_TASK DESCRIPTION_
In the entries that follow, the first line to write out is the one containing "For each instance of the boy's ear", and the last is the one containing "For each instance of the chin". Reproduce that stretch exactly, with nothing before or after it.

_Recorded data_
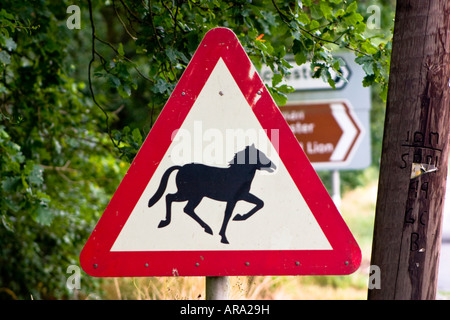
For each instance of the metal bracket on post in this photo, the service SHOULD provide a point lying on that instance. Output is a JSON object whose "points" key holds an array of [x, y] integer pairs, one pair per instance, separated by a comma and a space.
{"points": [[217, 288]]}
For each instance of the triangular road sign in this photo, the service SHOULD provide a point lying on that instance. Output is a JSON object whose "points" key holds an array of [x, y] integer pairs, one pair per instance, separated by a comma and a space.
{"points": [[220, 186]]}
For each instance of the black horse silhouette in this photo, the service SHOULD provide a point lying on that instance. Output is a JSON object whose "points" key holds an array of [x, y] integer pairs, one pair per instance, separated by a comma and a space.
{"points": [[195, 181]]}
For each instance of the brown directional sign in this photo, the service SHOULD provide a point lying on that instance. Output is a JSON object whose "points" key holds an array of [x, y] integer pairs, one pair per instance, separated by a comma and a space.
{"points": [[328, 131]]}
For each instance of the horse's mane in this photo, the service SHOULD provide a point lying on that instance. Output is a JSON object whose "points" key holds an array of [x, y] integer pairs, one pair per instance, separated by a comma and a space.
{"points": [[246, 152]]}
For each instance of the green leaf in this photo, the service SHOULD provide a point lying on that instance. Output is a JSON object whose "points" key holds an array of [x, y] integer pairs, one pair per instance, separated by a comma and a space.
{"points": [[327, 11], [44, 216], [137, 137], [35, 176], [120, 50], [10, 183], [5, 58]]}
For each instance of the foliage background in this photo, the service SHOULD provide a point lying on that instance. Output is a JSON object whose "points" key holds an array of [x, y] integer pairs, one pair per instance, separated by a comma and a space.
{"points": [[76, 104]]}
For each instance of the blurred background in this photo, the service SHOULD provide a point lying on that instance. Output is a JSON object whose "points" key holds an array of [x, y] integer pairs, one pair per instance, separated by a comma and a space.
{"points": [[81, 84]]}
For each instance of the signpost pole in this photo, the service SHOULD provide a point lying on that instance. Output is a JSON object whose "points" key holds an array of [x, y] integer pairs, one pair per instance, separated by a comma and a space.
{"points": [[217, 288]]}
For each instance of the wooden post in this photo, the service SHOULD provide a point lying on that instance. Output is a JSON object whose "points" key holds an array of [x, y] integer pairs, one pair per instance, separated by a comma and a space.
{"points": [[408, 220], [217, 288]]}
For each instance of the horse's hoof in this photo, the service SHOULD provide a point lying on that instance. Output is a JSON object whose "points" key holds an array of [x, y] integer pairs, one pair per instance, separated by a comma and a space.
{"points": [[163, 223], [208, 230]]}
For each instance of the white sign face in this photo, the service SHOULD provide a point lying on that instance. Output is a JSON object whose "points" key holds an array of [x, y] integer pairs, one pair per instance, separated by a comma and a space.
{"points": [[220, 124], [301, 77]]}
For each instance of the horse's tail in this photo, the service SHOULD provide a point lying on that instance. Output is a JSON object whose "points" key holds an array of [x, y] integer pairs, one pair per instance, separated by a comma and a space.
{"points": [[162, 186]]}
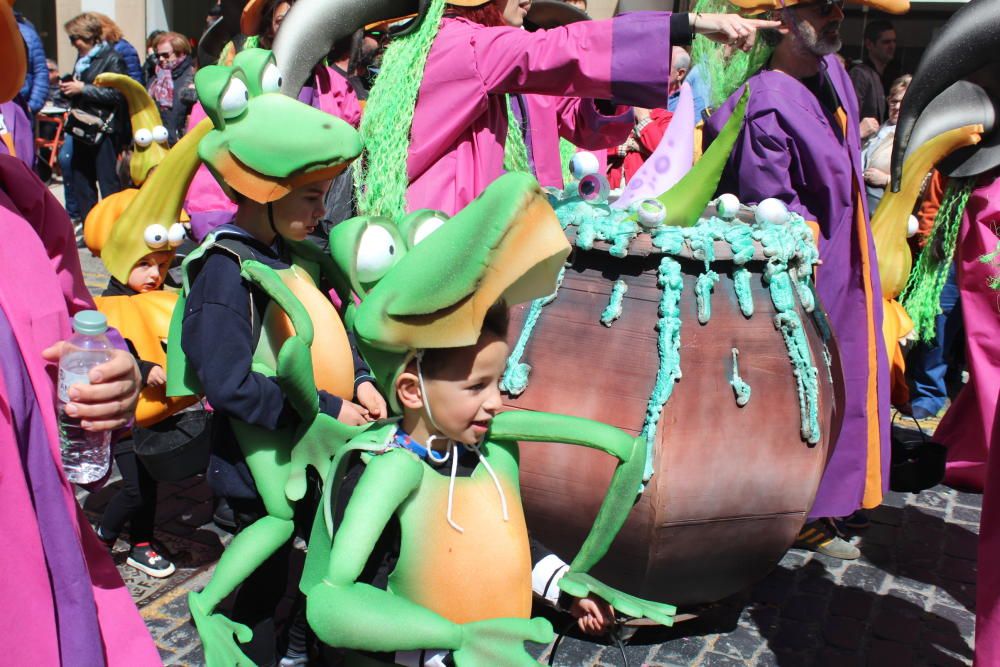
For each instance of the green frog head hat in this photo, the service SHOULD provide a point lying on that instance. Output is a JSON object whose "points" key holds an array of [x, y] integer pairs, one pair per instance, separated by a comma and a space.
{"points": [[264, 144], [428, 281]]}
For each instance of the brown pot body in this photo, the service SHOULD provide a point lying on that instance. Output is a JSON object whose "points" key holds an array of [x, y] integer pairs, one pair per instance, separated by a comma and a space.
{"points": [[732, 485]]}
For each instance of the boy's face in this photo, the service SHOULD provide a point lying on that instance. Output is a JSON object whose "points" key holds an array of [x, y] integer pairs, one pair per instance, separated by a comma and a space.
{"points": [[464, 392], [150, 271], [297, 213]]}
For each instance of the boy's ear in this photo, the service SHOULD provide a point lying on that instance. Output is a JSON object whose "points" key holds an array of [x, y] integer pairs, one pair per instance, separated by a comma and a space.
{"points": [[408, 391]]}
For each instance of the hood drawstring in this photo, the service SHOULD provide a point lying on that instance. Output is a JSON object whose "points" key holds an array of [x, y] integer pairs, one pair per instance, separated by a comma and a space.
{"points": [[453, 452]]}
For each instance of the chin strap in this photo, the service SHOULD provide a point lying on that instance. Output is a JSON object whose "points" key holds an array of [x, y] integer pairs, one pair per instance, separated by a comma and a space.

* * *

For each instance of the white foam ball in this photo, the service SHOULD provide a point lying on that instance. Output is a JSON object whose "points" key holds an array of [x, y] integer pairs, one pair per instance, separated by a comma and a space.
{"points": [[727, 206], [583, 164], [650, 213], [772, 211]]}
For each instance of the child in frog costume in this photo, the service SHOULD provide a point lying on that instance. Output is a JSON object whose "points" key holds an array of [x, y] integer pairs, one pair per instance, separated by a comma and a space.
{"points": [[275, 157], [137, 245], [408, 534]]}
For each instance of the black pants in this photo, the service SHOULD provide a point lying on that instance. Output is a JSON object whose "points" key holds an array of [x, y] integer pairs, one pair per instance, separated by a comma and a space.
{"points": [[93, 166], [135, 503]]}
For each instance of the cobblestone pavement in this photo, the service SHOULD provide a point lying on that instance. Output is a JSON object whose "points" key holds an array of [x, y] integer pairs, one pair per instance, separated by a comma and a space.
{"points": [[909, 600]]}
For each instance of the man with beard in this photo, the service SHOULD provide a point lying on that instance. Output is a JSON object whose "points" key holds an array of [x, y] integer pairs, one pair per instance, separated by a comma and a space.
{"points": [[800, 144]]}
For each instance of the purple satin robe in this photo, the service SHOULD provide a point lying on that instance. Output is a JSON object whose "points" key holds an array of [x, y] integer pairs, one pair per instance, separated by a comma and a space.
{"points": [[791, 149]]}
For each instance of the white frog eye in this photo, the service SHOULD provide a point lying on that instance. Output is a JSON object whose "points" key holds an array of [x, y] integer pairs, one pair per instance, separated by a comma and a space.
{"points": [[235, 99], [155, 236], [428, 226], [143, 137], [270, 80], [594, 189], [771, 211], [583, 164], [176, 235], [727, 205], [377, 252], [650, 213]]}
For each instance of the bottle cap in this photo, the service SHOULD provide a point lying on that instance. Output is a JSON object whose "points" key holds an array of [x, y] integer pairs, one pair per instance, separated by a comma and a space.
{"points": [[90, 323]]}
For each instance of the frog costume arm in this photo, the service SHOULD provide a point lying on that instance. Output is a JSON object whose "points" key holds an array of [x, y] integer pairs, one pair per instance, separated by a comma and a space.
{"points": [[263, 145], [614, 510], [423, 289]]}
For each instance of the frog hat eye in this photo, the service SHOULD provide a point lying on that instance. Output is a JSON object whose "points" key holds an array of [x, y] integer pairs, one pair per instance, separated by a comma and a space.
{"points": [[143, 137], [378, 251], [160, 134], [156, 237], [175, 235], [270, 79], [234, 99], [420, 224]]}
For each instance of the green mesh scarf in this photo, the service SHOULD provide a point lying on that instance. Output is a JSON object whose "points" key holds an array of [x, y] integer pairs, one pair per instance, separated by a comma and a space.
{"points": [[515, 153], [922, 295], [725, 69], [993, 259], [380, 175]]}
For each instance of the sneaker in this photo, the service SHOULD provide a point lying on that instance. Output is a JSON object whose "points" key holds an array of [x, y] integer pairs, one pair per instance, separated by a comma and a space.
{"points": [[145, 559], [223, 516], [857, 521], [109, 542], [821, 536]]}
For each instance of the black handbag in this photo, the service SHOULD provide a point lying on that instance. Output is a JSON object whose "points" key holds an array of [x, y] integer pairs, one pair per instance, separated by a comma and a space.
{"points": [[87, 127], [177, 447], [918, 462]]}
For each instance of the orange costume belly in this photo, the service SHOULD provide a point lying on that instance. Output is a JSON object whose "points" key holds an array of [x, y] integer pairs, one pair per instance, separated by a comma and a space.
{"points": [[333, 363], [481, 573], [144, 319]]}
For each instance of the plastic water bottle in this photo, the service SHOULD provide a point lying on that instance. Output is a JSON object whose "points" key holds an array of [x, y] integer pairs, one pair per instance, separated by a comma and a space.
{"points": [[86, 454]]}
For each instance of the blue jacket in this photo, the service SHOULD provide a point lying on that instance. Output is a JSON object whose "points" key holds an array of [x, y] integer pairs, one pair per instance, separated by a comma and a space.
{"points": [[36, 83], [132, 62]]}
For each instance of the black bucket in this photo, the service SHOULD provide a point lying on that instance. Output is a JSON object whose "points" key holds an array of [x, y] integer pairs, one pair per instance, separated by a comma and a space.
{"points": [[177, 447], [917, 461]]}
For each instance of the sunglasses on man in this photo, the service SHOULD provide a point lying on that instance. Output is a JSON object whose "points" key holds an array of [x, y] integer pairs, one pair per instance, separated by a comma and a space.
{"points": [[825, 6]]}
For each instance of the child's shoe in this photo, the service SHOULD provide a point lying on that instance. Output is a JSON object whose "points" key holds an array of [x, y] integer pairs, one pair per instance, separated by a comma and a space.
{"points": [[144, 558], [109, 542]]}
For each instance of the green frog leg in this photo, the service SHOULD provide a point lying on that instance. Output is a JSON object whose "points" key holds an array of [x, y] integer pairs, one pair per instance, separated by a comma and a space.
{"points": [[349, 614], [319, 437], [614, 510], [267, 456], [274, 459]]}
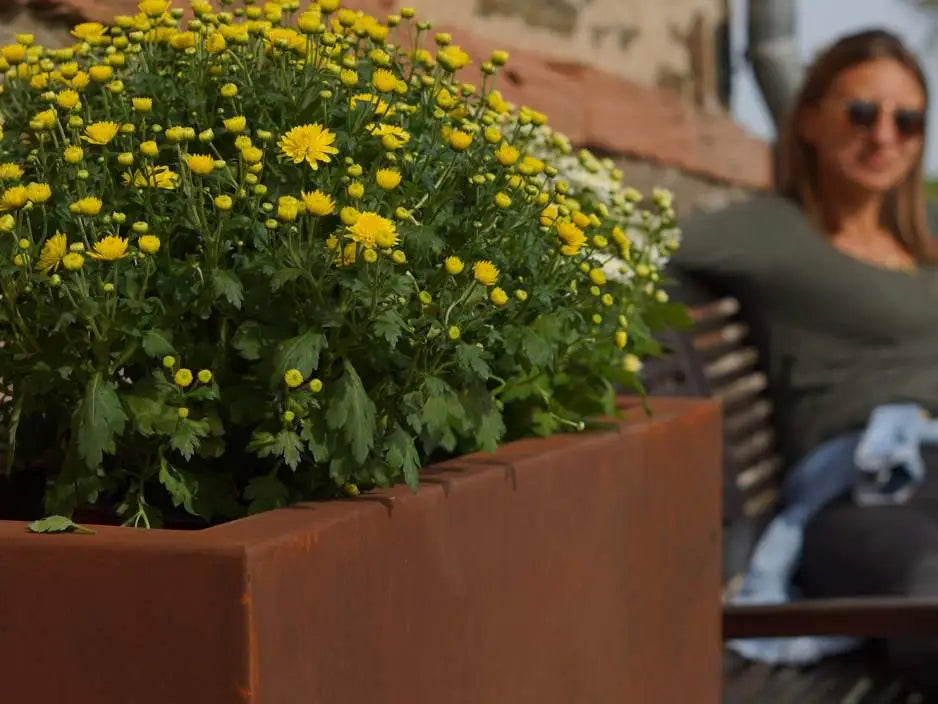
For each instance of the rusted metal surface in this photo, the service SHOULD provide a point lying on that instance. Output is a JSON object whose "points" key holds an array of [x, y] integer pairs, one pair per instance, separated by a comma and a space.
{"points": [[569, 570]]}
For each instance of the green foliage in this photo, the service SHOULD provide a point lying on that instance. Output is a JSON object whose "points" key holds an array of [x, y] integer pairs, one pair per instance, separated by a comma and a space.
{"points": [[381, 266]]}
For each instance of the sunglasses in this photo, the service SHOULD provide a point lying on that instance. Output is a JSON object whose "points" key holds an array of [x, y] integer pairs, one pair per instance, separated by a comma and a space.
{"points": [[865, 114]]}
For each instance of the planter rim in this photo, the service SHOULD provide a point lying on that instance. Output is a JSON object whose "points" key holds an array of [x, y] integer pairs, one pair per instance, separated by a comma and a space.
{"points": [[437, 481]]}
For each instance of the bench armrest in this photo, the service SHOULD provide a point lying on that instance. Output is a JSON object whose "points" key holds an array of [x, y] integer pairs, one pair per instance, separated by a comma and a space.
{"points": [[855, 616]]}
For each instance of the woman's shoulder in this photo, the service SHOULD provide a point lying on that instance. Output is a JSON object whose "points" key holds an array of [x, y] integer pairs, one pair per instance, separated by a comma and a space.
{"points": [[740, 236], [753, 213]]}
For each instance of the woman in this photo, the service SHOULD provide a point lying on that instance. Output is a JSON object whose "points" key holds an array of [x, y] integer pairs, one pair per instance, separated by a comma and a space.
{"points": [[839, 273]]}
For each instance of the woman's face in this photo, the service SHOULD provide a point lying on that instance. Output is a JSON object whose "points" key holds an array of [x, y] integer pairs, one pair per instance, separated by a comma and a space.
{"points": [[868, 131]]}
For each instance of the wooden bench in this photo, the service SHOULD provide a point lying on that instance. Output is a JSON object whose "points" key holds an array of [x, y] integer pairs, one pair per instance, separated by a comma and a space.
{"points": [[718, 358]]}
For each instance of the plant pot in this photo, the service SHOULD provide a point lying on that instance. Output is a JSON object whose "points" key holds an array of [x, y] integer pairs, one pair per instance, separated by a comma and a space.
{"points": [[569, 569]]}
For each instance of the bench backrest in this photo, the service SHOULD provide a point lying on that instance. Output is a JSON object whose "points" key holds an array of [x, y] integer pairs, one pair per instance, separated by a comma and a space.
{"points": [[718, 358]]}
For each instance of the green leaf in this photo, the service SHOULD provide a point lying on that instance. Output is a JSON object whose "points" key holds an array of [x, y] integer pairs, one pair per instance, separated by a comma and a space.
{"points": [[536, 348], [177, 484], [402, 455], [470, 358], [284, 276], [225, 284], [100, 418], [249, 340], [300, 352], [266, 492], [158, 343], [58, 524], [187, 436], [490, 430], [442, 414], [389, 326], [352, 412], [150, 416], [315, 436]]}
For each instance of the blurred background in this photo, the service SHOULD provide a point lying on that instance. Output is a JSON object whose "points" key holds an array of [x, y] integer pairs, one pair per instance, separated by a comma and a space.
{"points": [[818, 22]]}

_THE ANSWER_
For each instance of the boy's ear in this photo, the service SHOULD provide a point lying on that instance. Output is a JSON object whose "points" key holds an array of [x, y] integer pairs, one pair per instance, separated by a comma and a space.
{"points": [[408, 391]]}
For each instance of the hood drawstring in this photo, the service SHOULD provide a point lying on that instance. Output is a JSON object whose "points" key holds an array of [x, y] integer pairs, one pair per instance, separated by a comma and a space.
{"points": [[453, 452]]}
For each instance of the chin strap in this photo, the service SHOULD provide a point lying on that instance. Output is a JSON object whose "points" key holds an array of [x, y] integer pairs, one pair per instance, separated by a comma and a space.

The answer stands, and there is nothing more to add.